Task goal:
Reproduce exactly the lines that run from the start of the records below to the line with "Mark one point per instance of the peaked", inclusive.

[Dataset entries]
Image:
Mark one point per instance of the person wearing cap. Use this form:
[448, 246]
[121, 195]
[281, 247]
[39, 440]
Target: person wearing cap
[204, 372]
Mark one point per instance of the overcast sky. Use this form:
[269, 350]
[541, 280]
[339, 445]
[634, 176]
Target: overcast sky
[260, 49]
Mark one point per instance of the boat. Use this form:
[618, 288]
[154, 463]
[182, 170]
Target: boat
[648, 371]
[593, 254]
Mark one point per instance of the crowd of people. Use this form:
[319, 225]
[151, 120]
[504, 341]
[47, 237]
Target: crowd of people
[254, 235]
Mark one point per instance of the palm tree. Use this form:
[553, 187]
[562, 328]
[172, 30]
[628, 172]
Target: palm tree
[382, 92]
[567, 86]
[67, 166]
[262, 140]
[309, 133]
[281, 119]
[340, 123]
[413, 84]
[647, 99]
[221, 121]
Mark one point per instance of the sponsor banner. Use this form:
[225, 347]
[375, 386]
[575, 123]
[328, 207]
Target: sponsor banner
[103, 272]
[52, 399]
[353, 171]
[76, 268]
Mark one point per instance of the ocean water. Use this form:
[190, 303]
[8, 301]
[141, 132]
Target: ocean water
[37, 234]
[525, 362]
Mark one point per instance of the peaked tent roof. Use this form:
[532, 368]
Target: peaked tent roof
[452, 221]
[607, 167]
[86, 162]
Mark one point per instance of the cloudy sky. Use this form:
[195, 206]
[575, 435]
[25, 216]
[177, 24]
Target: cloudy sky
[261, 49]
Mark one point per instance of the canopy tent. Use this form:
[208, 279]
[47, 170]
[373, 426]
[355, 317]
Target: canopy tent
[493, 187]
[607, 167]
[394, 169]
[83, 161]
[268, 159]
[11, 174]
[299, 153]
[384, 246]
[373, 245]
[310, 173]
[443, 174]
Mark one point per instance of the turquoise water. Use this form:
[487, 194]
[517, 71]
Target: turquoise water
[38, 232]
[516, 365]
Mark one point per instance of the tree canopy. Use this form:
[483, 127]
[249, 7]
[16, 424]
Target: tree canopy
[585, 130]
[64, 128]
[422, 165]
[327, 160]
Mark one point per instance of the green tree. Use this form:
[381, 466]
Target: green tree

Exercise result:
Image:
Mark one point per instance of the person wearing cap. Use this form:
[448, 246]
[121, 195]
[281, 247]
[39, 440]
Target: person wearing cap
[204, 372]
Mark one point per instance of the overcast sky. Use this form:
[269, 350]
[541, 280]
[339, 445]
[634, 176]
Target: overcast sky
[260, 49]
Mark one point per instance of the boat. Use this form:
[618, 288]
[154, 463]
[182, 170]
Target: boat
[648, 371]
[593, 254]
Mark one point per instance of the crowd of people. Use this form:
[319, 225]
[151, 120]
[504, 341]
[47, 237]
Target: crowd of people
[254, 235]
Mark one point per instance of the palm tree. Use this form:
[553, 187]
[562, 328]
[172, 30]
[628, 172]
Target: palm tree
[382, 92]
[567, 86]
[67, 166]
[262, 140]
[309, 133]
[281, 119]
[340, 123]
[413, 84]
[647, 99]
[221, 121]
Mark one point per instance of the sponsor banner. Use this form:
[225, 347]
[375, 386]
[575, 123]
[328, 207]
Target: sponsor banner
[103, 272]
[52, 399]
[353, 171]
[76, 268]
Mark one point per instance of the ocean water. Use this form:
[190, 303]
[8, 301]
[141, 132]
Target: ocean water
[37, 234]
[525, 362]
Mark one point per instance of the peaked tent roof. Use this form:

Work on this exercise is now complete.